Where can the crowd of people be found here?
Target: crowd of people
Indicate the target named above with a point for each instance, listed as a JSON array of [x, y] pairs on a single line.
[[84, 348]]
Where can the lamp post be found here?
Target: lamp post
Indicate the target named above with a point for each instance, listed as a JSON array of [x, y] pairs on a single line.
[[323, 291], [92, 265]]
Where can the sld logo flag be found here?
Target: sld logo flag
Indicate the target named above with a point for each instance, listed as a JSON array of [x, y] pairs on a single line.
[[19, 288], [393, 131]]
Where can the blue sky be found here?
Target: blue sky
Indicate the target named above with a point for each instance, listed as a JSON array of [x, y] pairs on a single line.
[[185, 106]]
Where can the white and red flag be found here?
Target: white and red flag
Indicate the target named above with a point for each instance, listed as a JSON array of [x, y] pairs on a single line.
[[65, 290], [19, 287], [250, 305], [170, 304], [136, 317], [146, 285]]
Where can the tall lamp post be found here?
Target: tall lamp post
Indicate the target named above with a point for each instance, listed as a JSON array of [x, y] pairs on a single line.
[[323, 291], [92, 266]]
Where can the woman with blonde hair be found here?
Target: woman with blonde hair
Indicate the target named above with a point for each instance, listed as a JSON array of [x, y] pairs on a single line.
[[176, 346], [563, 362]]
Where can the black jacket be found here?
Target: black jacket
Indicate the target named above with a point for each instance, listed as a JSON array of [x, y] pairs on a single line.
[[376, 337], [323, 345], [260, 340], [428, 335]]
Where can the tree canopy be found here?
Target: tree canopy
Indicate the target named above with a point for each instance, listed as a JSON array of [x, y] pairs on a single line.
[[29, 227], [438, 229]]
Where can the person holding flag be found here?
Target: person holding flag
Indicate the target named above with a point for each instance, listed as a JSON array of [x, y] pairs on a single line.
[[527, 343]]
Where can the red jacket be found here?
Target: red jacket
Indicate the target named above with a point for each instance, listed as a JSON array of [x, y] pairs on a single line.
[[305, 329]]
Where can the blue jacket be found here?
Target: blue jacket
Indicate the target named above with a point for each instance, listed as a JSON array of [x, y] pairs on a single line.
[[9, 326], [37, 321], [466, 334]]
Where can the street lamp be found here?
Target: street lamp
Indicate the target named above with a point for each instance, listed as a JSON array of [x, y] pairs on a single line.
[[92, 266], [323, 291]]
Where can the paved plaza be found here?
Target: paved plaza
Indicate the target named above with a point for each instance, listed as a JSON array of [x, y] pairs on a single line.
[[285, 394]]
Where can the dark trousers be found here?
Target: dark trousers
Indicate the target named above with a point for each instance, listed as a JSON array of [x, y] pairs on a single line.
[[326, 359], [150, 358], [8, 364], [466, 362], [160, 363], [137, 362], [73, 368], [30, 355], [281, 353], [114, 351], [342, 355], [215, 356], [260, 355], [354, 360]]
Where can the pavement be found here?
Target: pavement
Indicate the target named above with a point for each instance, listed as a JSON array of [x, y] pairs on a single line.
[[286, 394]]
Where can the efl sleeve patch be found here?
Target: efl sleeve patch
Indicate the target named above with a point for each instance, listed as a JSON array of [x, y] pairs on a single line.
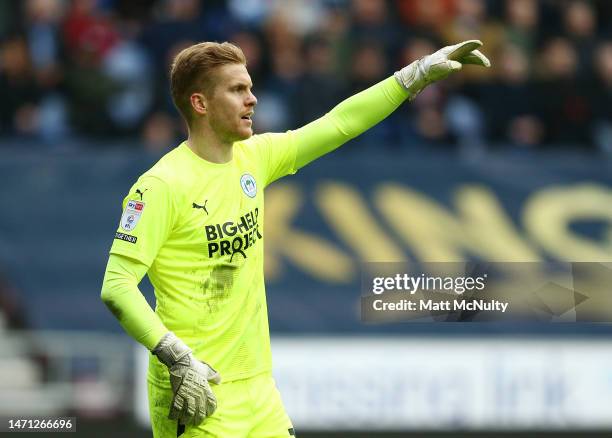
[[125, 237], [131, 214]]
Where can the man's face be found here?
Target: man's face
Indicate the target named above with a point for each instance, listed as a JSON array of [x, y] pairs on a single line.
[[231, 103]]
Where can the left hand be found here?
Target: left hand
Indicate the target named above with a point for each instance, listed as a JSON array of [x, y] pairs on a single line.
[[439, 65]]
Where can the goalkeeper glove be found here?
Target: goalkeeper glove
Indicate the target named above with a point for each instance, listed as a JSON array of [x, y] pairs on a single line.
[[192, 400], [439, 65]]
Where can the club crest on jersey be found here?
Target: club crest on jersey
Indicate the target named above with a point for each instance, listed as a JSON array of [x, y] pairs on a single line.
[[249, 187], [131, 214]]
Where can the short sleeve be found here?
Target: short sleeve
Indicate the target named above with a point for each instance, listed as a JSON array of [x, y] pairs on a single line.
[[146, 221], [277, 153]]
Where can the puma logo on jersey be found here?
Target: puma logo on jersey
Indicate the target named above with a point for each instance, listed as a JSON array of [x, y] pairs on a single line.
[[138, 192], [203, 207]]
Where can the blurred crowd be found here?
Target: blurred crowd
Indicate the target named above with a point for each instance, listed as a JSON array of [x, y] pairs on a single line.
[[98, 69]]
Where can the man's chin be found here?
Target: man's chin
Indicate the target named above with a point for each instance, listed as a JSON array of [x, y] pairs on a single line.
[[244, 134]]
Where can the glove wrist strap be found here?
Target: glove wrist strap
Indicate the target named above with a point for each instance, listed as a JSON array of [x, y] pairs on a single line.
[[170, 349], [412, 77]]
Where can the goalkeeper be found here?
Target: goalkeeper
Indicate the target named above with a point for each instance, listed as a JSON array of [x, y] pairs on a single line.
[[194, 223]]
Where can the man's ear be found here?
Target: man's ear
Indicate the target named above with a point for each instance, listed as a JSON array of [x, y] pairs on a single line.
[[198, 103]]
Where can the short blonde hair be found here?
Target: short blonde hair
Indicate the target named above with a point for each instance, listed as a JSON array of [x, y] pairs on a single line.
[[192, 71]]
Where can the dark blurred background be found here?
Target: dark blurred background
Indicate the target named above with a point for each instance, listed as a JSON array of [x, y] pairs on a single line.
[[97, 70], [507, 164]]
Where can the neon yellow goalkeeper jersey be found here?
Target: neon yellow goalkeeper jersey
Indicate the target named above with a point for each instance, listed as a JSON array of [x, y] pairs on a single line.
[[199, 227]]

···

→ **Exercise brief**: Lay out every line of the records above as a numbered list, dropping any blank lines. Leave the pictures out.

→ **Written solution**:
1. Where can the crowd of people be found here?
2. Target: crowd of people
3. Indicate the target named above with a point for each instance, listed as a JSON array of [x, y] pairs on a single line.
4. [[84, 348]]
5. Where can the lamp post be found here?
6. Target: lamp post
7. Indicate the target named above with a point for each instance, listed as a JSON array of [x, y] pairs on a single line.
8. [[323, 291], [92, 265]]
9. Where can the sld logo flag be found here?
10. Target: sld logo flag
11. Indicate the target named above with a point for each instance, listed as a JSON array of [x, y] pairs on a single line.
12. [[19, 288], [393, 131]]
13. Where can the blue sky be found here?
14. Target: blue sky
15. Indicate the target named above with a point for each instance, listed as a JSON array of [x, y] pairs on a single line.
16. [[185, 106]]
17. Where can the white and red flag be found here?
18. Target: white and red flag
19. Indicate the target named above with a point for each instance, listed as a JSON array of [x, y] pairs on a single line.
20. [[65, 290], [19, 287], [250, 305], [170, 304], [136, 317], [146, 285]]
21. Where can the tall lamp post be found here?
22. Target: tall lamp post
23. Indicate the target named above with a point for each instance, listed as a JSON array of [x, y] pairs on a single line.
24. [[323, 291], [92, 266]]
25. Where can the woman with blonde hair be found here?
26. Target: woman with blonde hair
27. Indicate the target named above with a point for each instance, listed as a JSON array of [x, y] pairs on a single line.
28. [[176, 346], [563, 362]]
29. Where can the black jacket be found here?
30. Target: black jacket
31. Indicate the target named above with a point for each instance, listed as a JSON array of [x, y] pairs on a single line.
32. [[376, 337], [323, 345], [260, 340], [428, 335]]
33. Where can the tree canopy be found here?
34. Target: tree canopy
35. Indicate the target named above with a point for each instance, listed as a JSON array of [x, y] pairs on a single line.
36. [[29, 227], [438, 229]]
37. Where can the person holding flag be found here?
38. Target: person holding flag
39. Indicate the target named above with a point for each instance, listed as a JSON array of [x, y] pairs on a single line.
40. [[527, 343]]
41. Where can the red jacket be found here?
42. Target: red jacket
43. Indicate the target named above with a point for each instance, listed as a JSON array of [x, y] pairs on a single line.
44. [[305, 329]]
45. Where can the blue jacket be found here?
46. Target: blue jacket
47. Indicate the target named above with a point for each instance, listed as a JSON array of [x, y] pairs on a single line.
48. [[9, 326], [37, 321], [466, 334]]
49. Where can the street lamp be found here?
50. Target: street lamp
51. Indicate the target named above with a point for each instance, listed as a JSON array of [x, y] pairs on a single line.
52. [[92, 266], [323, 291]]
53. Where can the paved plaza be found here?
54. Target: paved plaza
55. Indicate the target named above with a point for each instance, listed as a JSON array of [x, y] pairs on a single line.
56. [[285, 394]]
57. Where can the dark trousers be found here?
58. Target: dark trousers
59. Indicate the target named above with a point for each instance, listed as a JSON array of [x, y] pairs on a single line.
60. [[326, 359], [150, 358], [8, 364], [466, 362], [160, 363], [137, 362], [73, 368], [30, 355], [281, 353], [114, 351], [342, 355], [215, 356], [260, 355], [354, 360]]
61. Where can the pavement be found here?
62. Target: pavement
63. Indicate the target named above with a point for each instance, listed as a JSON array of [x, y] pairs on a single line.
64. [[286, 394]]
65. Where can the efl sleeve patch be found here?
66. Target: efl sleeve patch
67. Indicate the target named above with a point for each instance, listed as a JSON array of [x, y] pairs on a single line.
68. [[125, 237], [131, 214]]
69. Where can the man's face be found here?
70. Target: man's face
71. Indicate the target named above with a point for each instance, listed as a JSON array of [x, y] pairs on a single line.
72. [[231, 103]]
73. Where can the left hand be found here?
74. Target: left hand
75. Indicate the target named above with a point for each instance, listed as a JSON array of [x, y] pairs on a single line.
76. [[439, 65]]
77. Where can the goalkeeper glove be found here?
78. Target: goalkeeper glove
79. Indicate the target named above with a point for each instance, listed as a JSON array of [x, y] pairs on a single line.
80. [[192, 400], [439, 65]]
81. Where can the club crest on jersey be found here?
82. Target: club crest on jersey
83. Indicate the target named above with a point for each instance, listed as a JSON array of [x, y] pairs on a single line.
84. [[249, 187], [131, 214]]
85. Where can the short sleeve be found here?
86. Target: short sleeve
87. Indicate the target named above with a point for each instance, listed as a JSON array of [x, y] pairs on a single line.
88. [[146, 221], [277, 153]]
89. Where can the puma logo on jersey be found here?
90. Target: puma logo on jersey
91. Indicate the target named above with a point for each instance, listed as a JSON array of [x, y] pairs on a single line.
92. [[138, 192], [203, 207]]
93. Where can the blurred crowd be found here?
94. Target: blurred crowd
95. Indicate the target named above with a point for each instance, listed as a JSON array of [x, y] pairs on a single line.
96. [[98, 69]]
97. Where can the man's chin be found here?
98. Target: man's chin
99. Indicate the target named above with a point for each instance, listed as a JSON array of [x, y] pairs on a single line.
100. [[244, 134]]
101. Where can the glove wrist strap be found here?
102. Target: glove wrist strap
103. Indicate the target named above with a point for each instance, listed as a JSON array of [x, y] pairs on a single line.
104. [[170, 349], [412, 77]]
105. Where can the goalkeeper be found here?
106. Target: goalkeeper
107. Indicate the target named above with a point for each instance, listed as a JSON array of [x, y] pairs on a single line.
108. [[194, 223]]
109. Where can the man's ear be found here?
110. Target: man's ear
111. Indicate the target named above with a point for each instance, listed as a JSON array of [x, y] pairs on a single line.
112. [[198, 103]]
113. Where can the short blonde hair be found here?
114. Target: short blonde hair
115. Indicate the target named above with a point for each instance, listed as a JSON array of [x, y] pairs on a single line.
116. [[192, 71]]
117. Where can the dark blurred background be found here?
118. Target: dark blurred background
119. Indicate the target named above with a point for each instance, listed as a JSON array of [x, y] pairs on a single line.
120. [[97, 70], [507, 164]]
121. Where can the neon yellow goalkeeper jersey be found here?
122. Target: neon yellow goalkeeper jersey
123. Indicate the target named above with a point for each instance, listed as a JSON array of [x, y] pairs on a single line.
124. [[199, 227]]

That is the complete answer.